Problem details
Gather every line of the listing below that contains the string "tall", and copy each such line in full.

Records supplied
begin
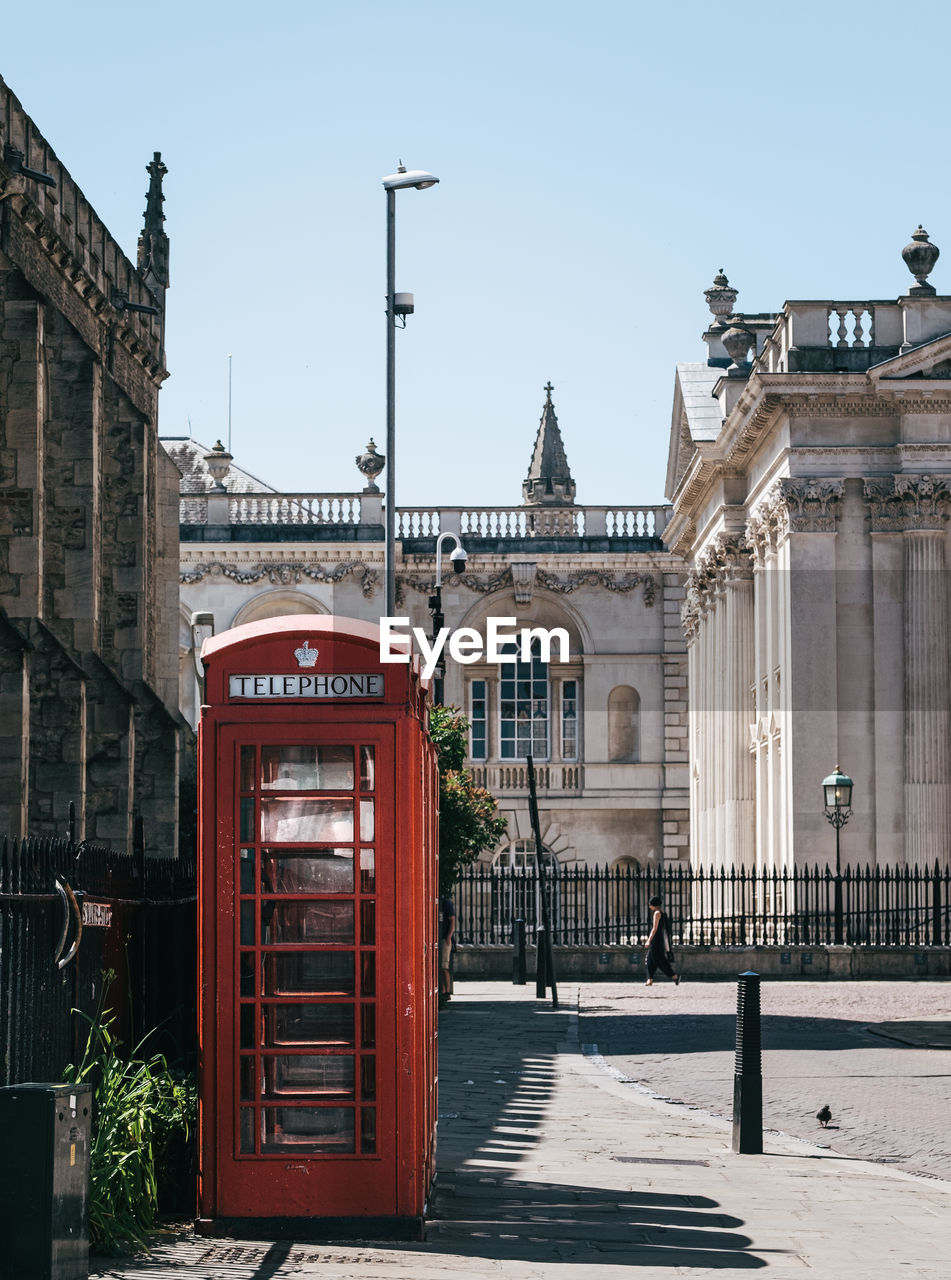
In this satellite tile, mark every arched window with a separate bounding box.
[608,685,640,763]
[499,639,550,760]
[232,590,328,627]
[491,840,558,872]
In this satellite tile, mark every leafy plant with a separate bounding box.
[64,988,197,1253]
[429,707,507,895]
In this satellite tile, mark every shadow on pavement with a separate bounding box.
[582,1009,951,1057]
[428,1172,767,1270]
[422,1001,767,1275]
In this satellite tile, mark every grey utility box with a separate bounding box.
[0,1084,92,1280]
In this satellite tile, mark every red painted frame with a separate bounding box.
[198,616,438,1234]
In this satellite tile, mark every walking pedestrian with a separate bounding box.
[644,897,680,987]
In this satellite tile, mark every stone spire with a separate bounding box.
[138,151,169,295]
[522,383,575,507]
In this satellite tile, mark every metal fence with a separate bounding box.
[453,864,951,947]
[0,838,197,1084]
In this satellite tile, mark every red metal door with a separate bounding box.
[215,722,397,1217]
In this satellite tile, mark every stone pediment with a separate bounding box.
[868,333,951,383]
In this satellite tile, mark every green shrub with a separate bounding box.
[64,1010,197,1253]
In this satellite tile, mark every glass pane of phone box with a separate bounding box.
[261,1107,355,1155]
[263,951,356,996]
[262,1053,355,1098]
[261,746,353,791]
[264,1004,355,1048]
[261,849,353,893]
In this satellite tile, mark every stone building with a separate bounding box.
[164,384,689,867]
[664,227,951,868]
[0,81,187,854]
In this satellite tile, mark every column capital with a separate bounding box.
[863,472,951,534]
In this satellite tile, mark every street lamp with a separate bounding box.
[822,765,852,946]
[429,534,468,707]
[383,161,439,618]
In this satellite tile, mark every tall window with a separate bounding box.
[608,685,640,760]
[562,680,577,760]
[468,680,488,760]
[499,640,549,760]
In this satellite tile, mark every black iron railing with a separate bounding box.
[0,837,197,1084]
[453,865,951,947]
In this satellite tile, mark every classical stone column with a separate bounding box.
[721,534,755,870]
[865,475,951,867]
[681,568,704,867]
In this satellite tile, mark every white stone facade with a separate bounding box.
[165,390,689,868]
[664,241,951,869]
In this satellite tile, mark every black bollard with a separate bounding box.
[535,929,548,1000]
[512,918,525,987]
[733,973,763,1156]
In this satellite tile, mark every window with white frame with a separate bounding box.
[468,680,489,760]
[499,640,550,760]
[562,680,577,760]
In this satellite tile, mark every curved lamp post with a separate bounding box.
[383,164,439,617]
[429,534,468,707]
[822,765,852,946]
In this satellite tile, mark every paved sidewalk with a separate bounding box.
[92,983,951,1280]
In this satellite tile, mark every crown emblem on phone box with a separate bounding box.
[294,640,320,667]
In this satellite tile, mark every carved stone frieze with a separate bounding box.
[746,476,845,563]
[779,476,845,534]
[681,531,753,640]
[179,561,380,600]
[864,474,951,534]
[512,561,538,605]
[786,394,906,417]
[397,564,657,608]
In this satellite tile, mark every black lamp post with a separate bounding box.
[429,534,468,707]
[383,161,439,617]
[822,765,852,946]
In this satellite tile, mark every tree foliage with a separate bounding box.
[429,707,507,895]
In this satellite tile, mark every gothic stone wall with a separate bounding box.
[0,97,182,855]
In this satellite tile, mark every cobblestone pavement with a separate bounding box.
[91,983,951,1280]
[580,979,951,1180]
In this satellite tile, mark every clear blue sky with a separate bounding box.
[0,0,951,506]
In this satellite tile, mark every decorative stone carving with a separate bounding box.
[179,561,381,600]
[901,223,941,297]
[355,436,387,493]
[779,476,845,534]
[721,324,756,376]
[512,561,538,604]
[681,531,753,640]
[137,151,169,292]
[397,564,657,609]
[205,440,234,493]
[704,266,737,329]
[864,474,951,534]
[746,485,790,563]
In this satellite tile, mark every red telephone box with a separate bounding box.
[198,616,438,1236]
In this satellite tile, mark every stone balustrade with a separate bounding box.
[754,300,904,374]
[471,762,584,796]
[179,492,671,540]
[179,493,671,539]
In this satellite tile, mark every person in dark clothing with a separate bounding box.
[644,897,680,987]
[439,897,456,1000]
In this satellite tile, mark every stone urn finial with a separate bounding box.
[704,266,737,329]
[205,440,234,493]
[719,324,756,378]
[901,223,941,297]
[355,436,387,493]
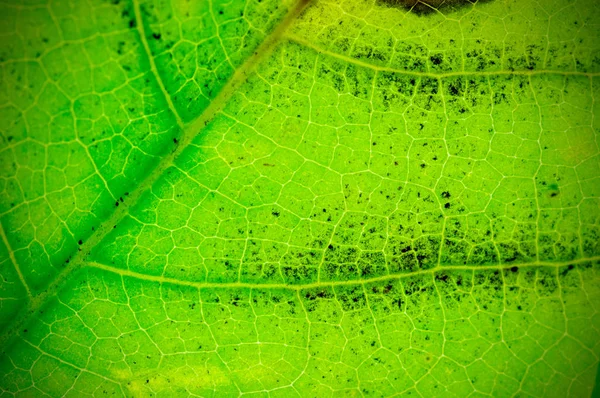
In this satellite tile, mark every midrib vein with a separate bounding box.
[0,0,311,346]
[284,34,600,79]
[87,256,600,290]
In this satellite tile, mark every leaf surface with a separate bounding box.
[0,0,600,397]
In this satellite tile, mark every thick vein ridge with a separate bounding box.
[87,256,600,290]
[285,34,600,79]
[0,0,310,346]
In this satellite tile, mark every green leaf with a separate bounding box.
[0,0,600,397]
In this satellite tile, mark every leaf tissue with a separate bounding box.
[0,0,600,398]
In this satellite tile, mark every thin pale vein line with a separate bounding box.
[0,222,33,298]
[285,34,600,79]
[0,0,310,346]
[88,256,600,290]
[133,0,184,130]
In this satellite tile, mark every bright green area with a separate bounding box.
[0,0,600,397]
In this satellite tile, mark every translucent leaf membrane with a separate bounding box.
[0,0,300,292]
[0,262,600,397]
[0,0,600,397]
[95,42,600,283]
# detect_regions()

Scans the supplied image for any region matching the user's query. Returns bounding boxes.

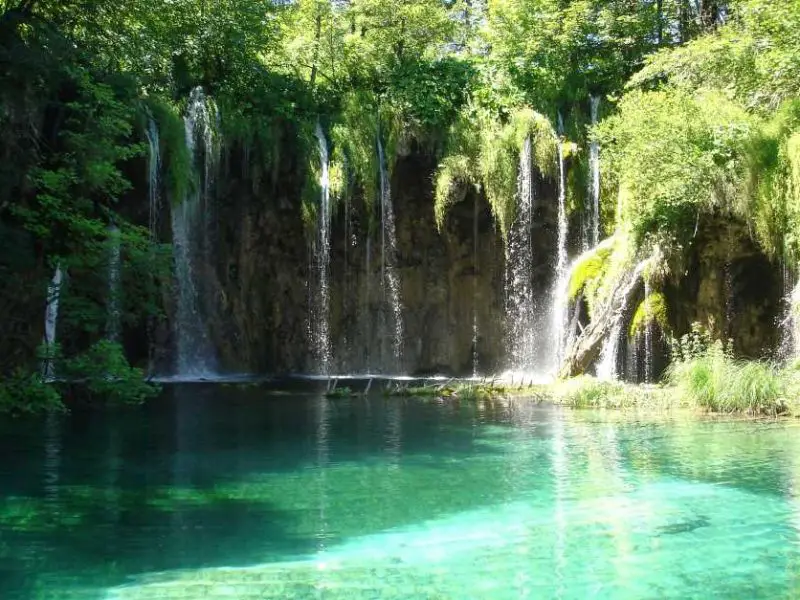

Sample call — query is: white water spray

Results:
[551,134,570,373]
[145,117,161,240]
[171,87,219,377]
[377,135,403,369]
[644,277,653,383]
[310,123,331,375]
[597,318,622,381]
[42,265,64,381]
[505,137,536,372]
[106,225,122,342]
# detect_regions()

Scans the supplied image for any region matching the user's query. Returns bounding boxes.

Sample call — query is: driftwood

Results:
[559,260,648,378]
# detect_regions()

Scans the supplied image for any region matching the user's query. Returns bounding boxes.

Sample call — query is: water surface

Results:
[0,384,800,600]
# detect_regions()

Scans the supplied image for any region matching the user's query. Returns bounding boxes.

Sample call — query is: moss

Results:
[147,97,197,203]
[510,107,559,177]
[436,107,558,236]
[628,292,669,337]
[434,154,477,230]
[569,238,614,301]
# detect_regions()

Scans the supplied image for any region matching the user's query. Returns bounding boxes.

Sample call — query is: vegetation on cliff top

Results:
[0,0,800,404]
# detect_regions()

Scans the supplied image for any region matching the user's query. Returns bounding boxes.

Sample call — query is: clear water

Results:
[0,382,800,600]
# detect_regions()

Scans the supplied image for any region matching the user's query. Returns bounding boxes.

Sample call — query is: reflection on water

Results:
[0,384,800,600]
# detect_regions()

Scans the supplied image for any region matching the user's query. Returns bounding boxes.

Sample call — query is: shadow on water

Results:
[0,384,544,599]
[0,384,800,600]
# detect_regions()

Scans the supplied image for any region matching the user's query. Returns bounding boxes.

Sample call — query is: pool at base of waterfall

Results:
[0,384,800,600]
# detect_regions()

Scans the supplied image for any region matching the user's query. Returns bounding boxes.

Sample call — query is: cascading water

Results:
[644,277,653,383]
[780,264,800,362]
[587,96,600,248]
[377,134,403,369]
[42,265,64,381]
[597,319,622,381]
[145,117,161,240]
[472,194,479,377]
[106,225,122,342]
[596,258,652,381]
[506,137,535,372]
[310,123,331,375]
[171,87,219,377]
[551,134,570,373]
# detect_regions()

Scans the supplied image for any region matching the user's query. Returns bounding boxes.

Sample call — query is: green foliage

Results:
[146,97,197,204]
[61,340,159,403]
[435,106,559,236]
[597,89,754,244]
[434,154,476,230]
[668,342,787,415]
[0,368,64,414]
[568,238,614,302]
[669,322,720,362]
[547,375,668,410]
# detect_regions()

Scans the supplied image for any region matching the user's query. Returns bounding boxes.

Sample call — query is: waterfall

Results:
[588,96,600,248]
[644,277,653,383]
[472,194,479,377]
[106,225,122,342]
[596,257,653,381]
[505,137,535,371]
[779,264,800,362]
[171,87,219,377]
[377,134,403,369]
[311,123,331,375]
[42,265,64,381]
[551,136,570,372]
[597,318,622,381]
[145,117,161,240]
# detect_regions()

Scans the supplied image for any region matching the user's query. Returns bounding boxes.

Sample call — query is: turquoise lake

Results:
[0,384,800,600]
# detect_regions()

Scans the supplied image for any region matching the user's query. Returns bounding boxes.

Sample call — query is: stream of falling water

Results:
[587,96,600,248]
[145,117,161,240]
[377,134,403,372]
[311,123,331,375]
[505,137,536,372]
[106,225,122,342]
[472,194,480,377]
[550,135,570,374]
[779,263,800,363]
[42,265,64,381]
[634,277,653,383]
[597,318,622,381]
[171,87,219,377]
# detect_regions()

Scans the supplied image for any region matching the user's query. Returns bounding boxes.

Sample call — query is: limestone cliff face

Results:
[145,138,781,379]
[150,134,557,375]
[666,218,784,358]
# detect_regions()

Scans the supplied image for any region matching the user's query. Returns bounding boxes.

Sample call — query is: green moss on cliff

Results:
[628,292,669,337]
[569,238,614,301]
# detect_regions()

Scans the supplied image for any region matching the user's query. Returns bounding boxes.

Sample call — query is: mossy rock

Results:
[628,292,670,338]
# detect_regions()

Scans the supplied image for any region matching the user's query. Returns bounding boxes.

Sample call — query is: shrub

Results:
[668,342,787,415]
[0,369,64,413]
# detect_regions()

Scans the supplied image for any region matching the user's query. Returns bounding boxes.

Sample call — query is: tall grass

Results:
[667,345,788,415]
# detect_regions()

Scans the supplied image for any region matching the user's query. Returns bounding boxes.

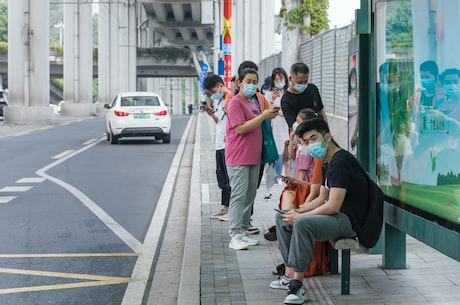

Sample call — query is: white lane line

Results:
[36,138,142,252]
[51,149,74,159]
[16,177,46,183]
[0,196,16,203]
[201,183,211,204]
[121,119,193,305]
[0,186,33,193]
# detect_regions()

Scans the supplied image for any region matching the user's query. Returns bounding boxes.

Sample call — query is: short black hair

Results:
[295,117,329,137]
[291,62,310,75]
[203,74,224,90]
[238,60,259,73]
[238,68,259,81]
[270,67,289,90]
[420,60,439,78]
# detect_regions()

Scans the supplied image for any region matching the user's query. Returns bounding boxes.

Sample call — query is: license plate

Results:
[134,113,150,119]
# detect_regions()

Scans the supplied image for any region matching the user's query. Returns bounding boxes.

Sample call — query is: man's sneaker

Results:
[211,206,228,219]
[284,280,306,304]
[270,275,291,290]
[241,234,260,246]
[228,234,248,250]
[247,224,260,234]
[219,212,228,221]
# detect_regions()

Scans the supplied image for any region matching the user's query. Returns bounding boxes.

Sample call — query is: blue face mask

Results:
[444,84,460,100]
[211,92,224,101]
[420,78,435,91]
[243,84,257,97]
[308,139,329,159]
[293,83,308,93]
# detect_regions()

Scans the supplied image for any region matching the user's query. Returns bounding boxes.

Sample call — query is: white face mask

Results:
[299,145,308,156]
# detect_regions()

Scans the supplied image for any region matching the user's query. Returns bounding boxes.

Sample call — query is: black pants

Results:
[216,149,231,207]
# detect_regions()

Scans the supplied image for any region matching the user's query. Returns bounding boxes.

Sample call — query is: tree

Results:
[280,0,329,37]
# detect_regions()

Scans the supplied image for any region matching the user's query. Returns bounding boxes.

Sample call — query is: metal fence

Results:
[259,23,355,117]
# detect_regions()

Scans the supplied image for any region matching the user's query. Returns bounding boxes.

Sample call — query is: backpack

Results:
[356,168,383,248]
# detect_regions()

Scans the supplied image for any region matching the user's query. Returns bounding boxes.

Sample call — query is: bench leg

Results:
[342,250,350,295]
[329,246,339,274]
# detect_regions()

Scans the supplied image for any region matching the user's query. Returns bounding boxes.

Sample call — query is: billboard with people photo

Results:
[375,0,460,228]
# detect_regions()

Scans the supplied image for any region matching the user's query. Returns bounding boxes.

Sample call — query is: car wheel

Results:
[110,131,120,144]
[163,133,171,143]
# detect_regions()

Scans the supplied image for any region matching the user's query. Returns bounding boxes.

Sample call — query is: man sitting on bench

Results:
[270,118,368,304]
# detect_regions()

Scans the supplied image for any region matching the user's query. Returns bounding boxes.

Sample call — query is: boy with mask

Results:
[270,118,369,304]
[281,63,327,129]
[203,74,234,221]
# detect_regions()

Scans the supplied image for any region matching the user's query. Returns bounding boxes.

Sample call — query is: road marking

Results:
[0,186,32,192]
[16,177,46,183]
[51,149,74,159]
[121,114,193,305]
[81,138,97,145]
[0,252,140,258]
[0,196,16,203]
[201,183,211,203]
[0,268,131,294]
[36,138,142,252]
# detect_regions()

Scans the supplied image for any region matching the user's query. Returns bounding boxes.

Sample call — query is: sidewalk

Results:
[192,113,460,305]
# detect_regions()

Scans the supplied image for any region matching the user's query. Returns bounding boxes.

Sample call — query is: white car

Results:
[104,92,171,144]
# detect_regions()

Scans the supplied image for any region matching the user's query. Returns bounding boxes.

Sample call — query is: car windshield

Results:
[121,96,160,107]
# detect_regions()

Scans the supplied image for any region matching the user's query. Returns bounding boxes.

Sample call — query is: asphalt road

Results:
[0,116,190,305]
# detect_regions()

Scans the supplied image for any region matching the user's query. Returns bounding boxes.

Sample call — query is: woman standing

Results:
[264,68,291,199]
[225,68,278,250]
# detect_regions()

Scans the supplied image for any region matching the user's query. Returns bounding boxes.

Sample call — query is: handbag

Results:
[260,115,278,164]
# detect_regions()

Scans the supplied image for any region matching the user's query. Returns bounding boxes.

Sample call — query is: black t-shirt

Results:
[323,149,369,232]
[281,83,324,128]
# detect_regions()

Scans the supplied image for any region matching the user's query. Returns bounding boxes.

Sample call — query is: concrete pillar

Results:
[97,3,109,109]
[109,1,121,97]
[4,0,54,125]
[118,0,137,91]
[281,0,300,69]
[61,0,96,116]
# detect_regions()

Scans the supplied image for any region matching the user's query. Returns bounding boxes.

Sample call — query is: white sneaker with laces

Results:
[270,275,291,290]
[228,234,248,250]
[241,233,260,246]
[284,286,306,304]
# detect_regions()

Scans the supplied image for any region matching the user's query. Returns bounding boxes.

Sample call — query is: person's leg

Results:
[227,166,251,236]
[286,213,355,281]
[216,149,230,207]
[281,190,296,210]
[275,213,292,264]
[275,154,283,175]
[243,164,261,230]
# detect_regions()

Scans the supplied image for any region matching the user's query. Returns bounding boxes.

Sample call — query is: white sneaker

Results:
[270,275,291,290]
[284,286,306,304]
[219,212,229,221]
[211,206,228,219]
[228,234,248,250]
[241,234,260,246]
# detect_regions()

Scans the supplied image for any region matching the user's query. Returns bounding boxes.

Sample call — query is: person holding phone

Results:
[264,68,290,200]
[203,74,234,221]
[225,68,278,250]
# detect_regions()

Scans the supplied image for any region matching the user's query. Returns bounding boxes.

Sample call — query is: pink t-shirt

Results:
[225,95,262,166]
[294,144,314,182]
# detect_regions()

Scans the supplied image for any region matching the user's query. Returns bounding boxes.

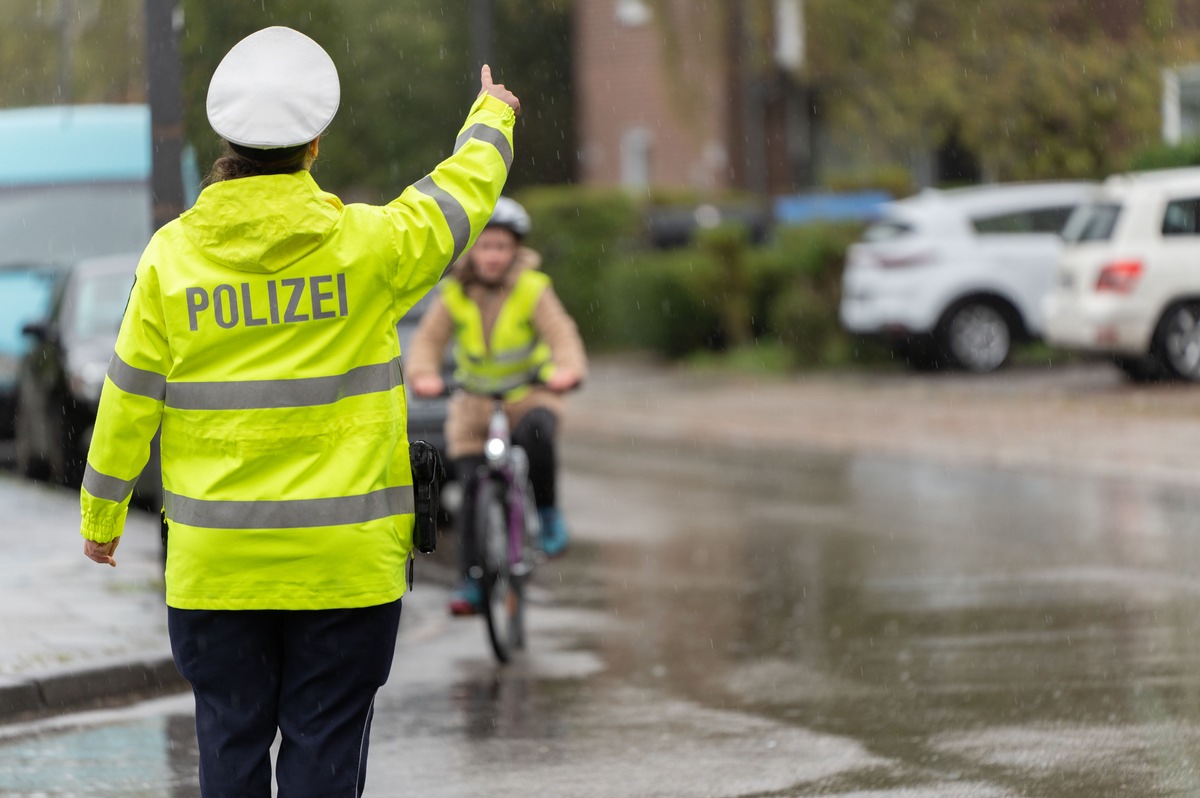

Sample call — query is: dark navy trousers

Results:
[167,599,401,798]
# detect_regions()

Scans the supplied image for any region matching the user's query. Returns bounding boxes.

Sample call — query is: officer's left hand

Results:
[83,535,121,568]
[546,368,580,394]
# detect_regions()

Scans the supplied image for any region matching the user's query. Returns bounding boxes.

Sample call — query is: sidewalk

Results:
[9,360,1200,722]
[0,474,184,722]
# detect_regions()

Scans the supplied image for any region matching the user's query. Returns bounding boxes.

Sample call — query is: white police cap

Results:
[208,25,342,150]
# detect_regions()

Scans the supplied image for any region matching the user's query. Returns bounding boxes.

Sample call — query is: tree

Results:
[806,0,1198,180]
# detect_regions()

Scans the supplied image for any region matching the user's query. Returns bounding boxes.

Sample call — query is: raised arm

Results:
[388,65,521,301]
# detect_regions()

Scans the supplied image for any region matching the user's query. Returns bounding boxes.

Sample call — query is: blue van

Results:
[0,104,199,492]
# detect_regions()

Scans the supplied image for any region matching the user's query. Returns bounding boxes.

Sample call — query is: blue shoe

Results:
[538,508,571,557]
[450,576,484,616]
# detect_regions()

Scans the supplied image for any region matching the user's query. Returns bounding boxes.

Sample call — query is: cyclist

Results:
[404,197,587,616]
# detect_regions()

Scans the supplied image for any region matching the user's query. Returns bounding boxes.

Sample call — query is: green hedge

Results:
[516,186,642,348]
[508,187,887,367]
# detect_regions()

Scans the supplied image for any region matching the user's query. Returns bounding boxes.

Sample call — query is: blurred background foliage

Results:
[7,0,1200,370]
[805,0,1198,180]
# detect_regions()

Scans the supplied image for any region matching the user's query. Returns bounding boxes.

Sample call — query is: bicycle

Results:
[469,394,542,664]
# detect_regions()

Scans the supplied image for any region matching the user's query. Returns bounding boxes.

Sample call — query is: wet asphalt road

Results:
[7,436,1200,798]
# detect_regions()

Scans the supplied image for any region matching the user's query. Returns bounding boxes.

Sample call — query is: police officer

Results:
[82,28,520,798]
end
The response
In this satellite tile, mark every tall window with a separate bounding box.
Sample call — query is: tall grass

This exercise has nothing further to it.